- _Passage to read_:
:::::

We have previously demonstrated that Per1 positively regulates basal and aldosterone-mediated expression of the α-subunt of the renal epithelial Na+ channel (αENaC) (17, 18, 33, 35, 45). We also recently demonstrated that Per1 coordinately regulates the expression of multiple genes involved in the regulation of renal Na+ reabsorption in collecting duct cells (45). It was initially assumed that Per1 behaves primarily as a repressor of CLOCK and Bmal1 activity. However, we and others have shown that Per1 appears to activate gene expression in a manner that appears to be gene and tissue specific (9, 11, 17, 32, 33, 45). Concordantly, we proposed a putative mechanism for Per1 action involving repression of the circadian repressor Cry2 (33). These data predict that loss of Per1 should result in decreased renal Na+ reabsorption, with subsequent decreased plasma volume and decreased BP. Consequently, we have demonstrated that Per1 knockout (KO) mice have significantly lower BP compared with wild-type (WT) control mice (45) and increased urinary Na+ levels (18). Consistent with these results, we have recently shown that mice with reduced Per1 expression exhibit reduced plasma aldosterone levels and renal Na+ wasting (34).
Per1 appears to play an integral role in the regulation of αENaC and other genes that modulate renal Na+ reabsorption. We have also recently demonstrated that Per1 regulates the Na+-Cl− cotransporter and the with no lysine kinases in a model of the murine distal convoluted tubule (39). However, the role of Per1 in the proximal tubule has not been investigated. The proximal tubule is the major site of Na+ reabsorption in the nephron. The majority of Na+ is reabsorbed in this segment through the actions of Na+/H+ exchanger (NHE)3 (for a review, see Ref. 2). Na+-glucose cotransporter (SGLT)1 and SGLT2 also play an important role in the reabsorption of Na+ and glucose (for a review, see Ref. 48). Previous work has demonstrated that NHE3 mRNA oscillates with a circadian pattern in the mouse renal medulla (30, 40). Likewise, SGLT1 is regulated in a similar manner in the colon (6, 7). However, it is unknown if expression of NHE3, SGLT1, or SGLT2 are regulated by Per1.
The goal of the present study was to test whether Per1 contributes to the regulation of Na+ transporters in the proximal tubule via transcriptional modulation of NHE3 and SGLT1. Pharmacological blockade of nuclear Per1 entry in vivo led to decreased mRNA expression of NHE3 and SGLT1 in the renal cortex of mice. Using several additional, independent methods in the human proximal tubule cell line HK-2, we demonstrated a role for Per1 in the transcriptional regulation of NHE3 and SGLT1 but not SGLT2. Importantly, pharmacological blockade of Per1 nuclear entry resulted in decreased intracellular and membrane protein levels of NHE3 and SGLT1. Taken together, these data demonstrate a potential role for the circadian protein Per1 in the regulation of NHE3 and SGLT1 in human proximal tubule cells.
MATERIALS AND METHODS
Animals.

:::::

[Stored records]
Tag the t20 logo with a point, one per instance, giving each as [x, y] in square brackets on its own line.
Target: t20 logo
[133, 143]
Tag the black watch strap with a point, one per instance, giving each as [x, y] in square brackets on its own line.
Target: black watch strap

:::::

- _What this exercise asks_:
A: According to the Per1 passage, which segment of the nephron is the major site of Na+ reabsorption?
B: What effects does the Per1 passage report in Per1 knockout mice and in mice with reduced Per1 expression? List all of them.
C: Pick up the Per1 passage where it stops and write the next part.

- _Answers to the tasks_:
A: The proximal tubule.

B:
- Significantly lower BP compared with wild-type control mice
- Increased urinary Na+ levels
- Reduced plasma aldosterone levels
- Renal Na+ wasting

C:
All animal use protocols were approved by the University of Florida and North Florida/South Georgia Veterans Administration Institutional Animal Care and Use Committees in accordance with the National Institutes of Health Guide for the Care and Use of Laboratory Animals. WT and Per1 KO mice (129/sv) were originally provided by Dr. David Weaver (University of Massachusetts) (5). WT and Per1 heterozygous (Het) mice were bred in house by University of Florida Animal Care Services staff and maintained on a normal 12:12-h light-dark cycle. For in vivo PF670462 (CK1δ/ε inhibitor) experiments, weight-matched male WT 129/sv mice were given either vehicle (20% hydroxypropyl-β-cyclodextrin) or 30 mg/kg PF670462 subcutaneously every 12 h for 2.5 days starting at noon and euthanized at midnight 12 h after the last injection as previously described (34, 39). Mice were anesthetized by inhalant isoflourane, and tissues were collected and snap frozen in liquid nitrogen. Kidneys were later dissected, and the cortex was removed for RNA isolation or protein collection.
Cell culture.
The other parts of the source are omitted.